Lay out the lines between the one holding "background, dropping a point on every instance." and the one holding "(1037, 413)", inclusive, as a two-column CSV with the headers instruction and points. Make one row for each instruction and the coordinates beneath it, with each placed in a single quoted field and line breaks replaced by spaces.
[START OF Dataset content]
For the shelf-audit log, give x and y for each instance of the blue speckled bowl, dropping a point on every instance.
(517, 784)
[END OF Dataset content]
[START OF Dataset content]
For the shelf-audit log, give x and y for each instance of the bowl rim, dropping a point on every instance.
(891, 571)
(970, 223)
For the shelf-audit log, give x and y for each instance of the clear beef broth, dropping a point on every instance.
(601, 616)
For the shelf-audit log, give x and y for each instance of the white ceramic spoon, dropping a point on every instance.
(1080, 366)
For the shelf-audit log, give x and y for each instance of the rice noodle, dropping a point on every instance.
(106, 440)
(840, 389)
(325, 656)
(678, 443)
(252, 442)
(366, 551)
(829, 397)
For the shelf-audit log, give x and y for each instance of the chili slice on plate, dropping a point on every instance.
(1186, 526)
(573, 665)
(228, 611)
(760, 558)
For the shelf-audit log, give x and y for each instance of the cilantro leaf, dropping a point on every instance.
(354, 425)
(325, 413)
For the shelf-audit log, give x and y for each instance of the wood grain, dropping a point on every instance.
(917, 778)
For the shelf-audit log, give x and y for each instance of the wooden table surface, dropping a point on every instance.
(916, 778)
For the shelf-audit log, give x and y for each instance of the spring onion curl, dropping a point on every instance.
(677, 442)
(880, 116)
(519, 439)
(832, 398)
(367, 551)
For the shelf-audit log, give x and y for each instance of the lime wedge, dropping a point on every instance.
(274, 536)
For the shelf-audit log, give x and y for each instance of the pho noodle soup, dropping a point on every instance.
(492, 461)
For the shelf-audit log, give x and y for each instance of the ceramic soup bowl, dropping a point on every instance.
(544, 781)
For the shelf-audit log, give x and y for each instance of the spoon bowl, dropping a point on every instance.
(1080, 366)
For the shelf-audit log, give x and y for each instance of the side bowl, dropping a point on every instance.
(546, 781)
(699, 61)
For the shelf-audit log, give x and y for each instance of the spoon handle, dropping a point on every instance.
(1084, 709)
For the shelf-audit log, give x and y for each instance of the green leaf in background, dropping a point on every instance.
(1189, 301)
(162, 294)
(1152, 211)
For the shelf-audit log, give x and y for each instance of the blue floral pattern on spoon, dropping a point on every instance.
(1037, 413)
[END OF Dataset content]
▸ Exercise solution:
instruction,points
"For the shelf-audit log, give x and y for each instance of the green leaf in background, dropping a point on every instance.","(1189, 301) (162, 294) (1152, 211)"
"For the shelf-audit log, give x and y for each instance of the blue floral pattern on spoon, dropping a point on every instance.","(1037, 413)"